:: SOURCE EXCERPT ::
+-------+
Blog 18: Normal Galaxies and the Tully Fisher Relation

4) Over time, from measurements of the photometric and kinematic properties of normal galaxies, it became apparent that there exist correlations between the amount of motion of objects in the galaxy and the galaxy's luminosity. In this problem, we'll explore one of these relationships.

Spiral galaxies obey the Tully-Fisher Relation:

$$\begin{align} L \sim v_{max}^4 \end{align}$$

where $L$ is total luminosity, and $v_{max}$ is the maximum observed rotational velocity. This relation was initially discovered observationally, but it is not hard to derive in a crude way:

(a) Assume that $v_{max} \sim \sigma$ (is this a good approximation?). Given what you know about the Virial Theorem, how should $v_{max}$ relate to the mass and radius of the Galaxy?
+-------+
:: MATERIAL PROVIDED ::
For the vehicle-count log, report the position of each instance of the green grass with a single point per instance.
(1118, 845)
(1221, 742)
+-------+
:: TO DO ::
Reproduce word for word everything in the Tully-Fisher passage from "4) Over time, from" down to "of the Galaxy?".

:: OUTPUT OF THE TASK ::
4) Over time, from measurements of the photometric and kinematic properties of normal galaxies, it became apparent that there exist correlations between the amount of motion of objects in the galaxy and the galaxy's luminosity. In this problem, we'll explore one of these relationships.

Spiral galaxies obey the Tully-Fisher Relation:

$$\begin{align} L \sim v_{max}^4 \end{align}$$

where $L$ is total luminosity, and $v_{max}$ is the maximum observed rotational velocity. This relation was initially discovered observationally, but it is not hard to derive in a crude way:

(a) Assume that $v_{max} \sim \sigma$ (is this a good approximation?). Given what you know about the Virial Theorem, how should $v_{max}$ relate to the mass and radius of the Galaxy?